Task list:
A - According to the passage on UAV path planning, which two operations of the bacterial foraging algorithm did Wang Yihu et al. introduce into the PSO algorithm?
B - Write a continuation of the passage on UAV 3D path planning, starting after its last sentence.

Document segment:
§

Sampling-based stochastic methods [7] have received wide application and attention in recent years. Random sampling in state space can effectively solve high-dimensional and complex path planning problems, but there are problems of low accuracy and slow convergence [8].

Inspired by nature, swarm intelligence algorithms are applied to route planning in complex environments, for example, particle swarm algorithm [9], ant colony algorithm [10], and genetic algorithm [11]. These algorithms find an efficient path through different strategies and then obtain the final path by continuous iterations. However, the tendency to fall into local optimum is still one of the problems that swarm intelligence algorithms need to solve.

Three-dimensional path planning is global path planning, which finds the best and collision-free path in 3D clutter considering geometric, physical, and temporal constraints [12]. This requires high accuracy and speed of the algorithm. The algorithms presented above have been applied to 3D path planning, among which the swarm intelligence algorithm stands out due to its excellent search capability. However, a single swarm intelligence algorithm still has limitations, and how to improve it has become one of the topics of scholars. Wang Yihu et al. [13] introduced the convergence and migration operations of the bacterial foraging algorithm (BFO) in the PSO algorithm, which effectively improved some of the defects of the PSO algorithm and improved its search capability. Xueying Sun et al. [14] proposed a high-performance bacterial foraging-genetic-particle swarm hybrid algorithm to address the defects of the particle swarm algorithm, which improved the computational speed and capability of the algorithm and further improved the usability of the method. B. Abhishek et al. [15] proposed a harmony-based search algorithm, which performs both exploratory search and usage search, and further optimizes the generated path combined with unmanned aerial vehicle constraints, while speeding up the algorithm to avoid falling into local optimum. Manh Duong Phung [16] presents a spherical quantum-oriented particle swarm optimization algorithm (SPSO), which transforms the path planning problem into an optimization problem containing the requirements and constraints for UAV’s feasible and safe operation. The SPSO algorithm is used to find the optimal path through the relationship between particle position and UAV speed, turn angle, and pitch angle.

In this paper, the hybrid particle swarm optimization algorithm CPSO is designed to solve the UAV 3D path planning problem by combining the excellent design.

• Establish the experimental environment model, set 3D mountains as obstacles, construct fitness function based on obstacles and path length, and introduce cubic B-spline curve to smooth the path.
• Set the adaptive dynamic inertia weight of the adaptive particle swarm optimization algorithm to ensure the early search ability while enhancing the optimization ability of the later population.

§

Spatial localization data:
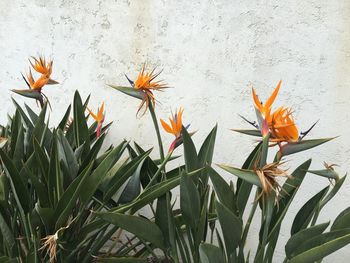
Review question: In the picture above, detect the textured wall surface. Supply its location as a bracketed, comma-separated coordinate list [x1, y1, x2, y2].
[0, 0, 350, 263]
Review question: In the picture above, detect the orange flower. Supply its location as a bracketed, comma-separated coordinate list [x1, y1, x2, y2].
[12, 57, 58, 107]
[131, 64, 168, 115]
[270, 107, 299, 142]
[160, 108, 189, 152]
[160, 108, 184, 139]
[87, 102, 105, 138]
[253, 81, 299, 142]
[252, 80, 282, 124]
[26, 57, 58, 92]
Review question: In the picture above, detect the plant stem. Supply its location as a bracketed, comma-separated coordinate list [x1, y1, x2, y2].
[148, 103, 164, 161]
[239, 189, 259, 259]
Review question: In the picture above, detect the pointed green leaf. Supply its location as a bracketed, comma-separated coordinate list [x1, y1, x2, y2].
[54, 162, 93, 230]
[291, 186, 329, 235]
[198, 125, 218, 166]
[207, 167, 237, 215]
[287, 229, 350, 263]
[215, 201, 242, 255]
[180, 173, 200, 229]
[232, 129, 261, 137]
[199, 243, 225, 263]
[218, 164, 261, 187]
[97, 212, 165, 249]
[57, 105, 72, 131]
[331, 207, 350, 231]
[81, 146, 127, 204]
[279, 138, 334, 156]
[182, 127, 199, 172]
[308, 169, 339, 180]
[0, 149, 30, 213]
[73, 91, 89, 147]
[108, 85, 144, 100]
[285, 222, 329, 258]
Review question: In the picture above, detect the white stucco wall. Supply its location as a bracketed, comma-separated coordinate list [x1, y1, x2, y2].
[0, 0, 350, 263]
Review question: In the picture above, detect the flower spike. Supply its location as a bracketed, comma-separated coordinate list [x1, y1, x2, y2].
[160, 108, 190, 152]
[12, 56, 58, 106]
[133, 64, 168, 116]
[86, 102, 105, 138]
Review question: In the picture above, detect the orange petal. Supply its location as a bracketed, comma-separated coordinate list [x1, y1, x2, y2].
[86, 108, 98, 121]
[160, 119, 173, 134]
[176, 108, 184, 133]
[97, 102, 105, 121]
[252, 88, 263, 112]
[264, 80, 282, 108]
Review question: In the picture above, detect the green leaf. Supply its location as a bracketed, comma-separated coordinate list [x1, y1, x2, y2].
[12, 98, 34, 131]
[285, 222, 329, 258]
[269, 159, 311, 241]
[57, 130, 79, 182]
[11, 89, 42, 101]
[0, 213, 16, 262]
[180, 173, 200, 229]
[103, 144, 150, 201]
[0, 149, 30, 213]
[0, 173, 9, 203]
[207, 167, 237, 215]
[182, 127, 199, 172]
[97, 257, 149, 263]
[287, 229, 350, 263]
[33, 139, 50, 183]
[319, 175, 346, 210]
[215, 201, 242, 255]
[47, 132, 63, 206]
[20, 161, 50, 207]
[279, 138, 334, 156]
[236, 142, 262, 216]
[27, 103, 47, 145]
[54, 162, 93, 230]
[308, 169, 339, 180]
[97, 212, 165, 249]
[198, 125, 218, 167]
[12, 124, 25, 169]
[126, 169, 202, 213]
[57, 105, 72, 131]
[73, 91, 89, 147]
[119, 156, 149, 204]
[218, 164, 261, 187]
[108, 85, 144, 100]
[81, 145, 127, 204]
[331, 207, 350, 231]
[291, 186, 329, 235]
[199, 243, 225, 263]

§

Expected responses:
A - The convergence and migration operations.

B -
• By introducing the selection operation of improved SHADE algorithm and improved genetic algorithm, the population diversity is improved, avoiding falling into local optima and reducing search time.
• Finally, comparative simulation experiments were conducted using MATLAB to compare with various swarm intelligence algorithms, including particle swarm optimization (PSO), particle swarm optimization algorithm with adaptive inertia weights (wPSO), SHADE algorithm (SHADE), genetic algorithm (GA), and ant colony algorithm (ACA), taking into account the overall performance of the algorithm.

The other parts of this article are arranged as follows: Section 2 establishes the experimental environment and path smoothing algorithm; Section 3 introduces the improvement strategy of CPSO in detail; Section 4 introduces the experimental environment, experimental results analysis, and algorithm comparison. Finally, the conclusion is given in Section 5, and the focus and improvement direction of follow-up work are proposed.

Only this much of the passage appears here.